[Problem description] Search the records for the string "pole" and return each line that has it.

=== Dataset excerpts ===

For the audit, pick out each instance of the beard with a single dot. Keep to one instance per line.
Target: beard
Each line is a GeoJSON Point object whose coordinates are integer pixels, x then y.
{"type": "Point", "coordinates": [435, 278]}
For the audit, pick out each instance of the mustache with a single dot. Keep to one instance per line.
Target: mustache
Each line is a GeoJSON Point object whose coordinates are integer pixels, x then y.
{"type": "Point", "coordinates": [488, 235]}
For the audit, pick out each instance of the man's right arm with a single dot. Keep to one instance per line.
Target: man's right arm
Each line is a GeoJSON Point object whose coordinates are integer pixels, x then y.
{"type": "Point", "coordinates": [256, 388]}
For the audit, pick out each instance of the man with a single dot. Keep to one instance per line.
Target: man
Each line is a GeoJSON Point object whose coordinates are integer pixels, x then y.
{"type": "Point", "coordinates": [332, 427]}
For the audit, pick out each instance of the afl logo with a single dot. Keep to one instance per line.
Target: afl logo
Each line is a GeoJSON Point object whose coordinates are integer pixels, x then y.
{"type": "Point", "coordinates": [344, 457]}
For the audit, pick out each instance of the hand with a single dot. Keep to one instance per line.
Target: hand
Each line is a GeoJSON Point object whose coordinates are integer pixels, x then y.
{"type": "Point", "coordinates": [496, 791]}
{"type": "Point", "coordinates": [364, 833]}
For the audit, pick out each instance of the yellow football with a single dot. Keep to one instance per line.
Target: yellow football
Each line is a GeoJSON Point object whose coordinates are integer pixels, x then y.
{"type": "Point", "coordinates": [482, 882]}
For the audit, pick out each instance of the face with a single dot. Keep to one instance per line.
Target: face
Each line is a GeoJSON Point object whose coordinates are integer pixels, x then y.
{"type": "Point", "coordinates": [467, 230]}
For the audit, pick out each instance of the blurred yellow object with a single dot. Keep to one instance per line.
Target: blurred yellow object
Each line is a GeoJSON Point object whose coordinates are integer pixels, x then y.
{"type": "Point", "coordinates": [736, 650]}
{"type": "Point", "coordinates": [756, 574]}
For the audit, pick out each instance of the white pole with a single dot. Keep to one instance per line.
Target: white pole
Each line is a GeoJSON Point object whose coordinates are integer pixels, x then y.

===

[Task solution]
For the audit, pick out each instance of the white pole with a single dot. Keep to one instance per line.
Target: white pole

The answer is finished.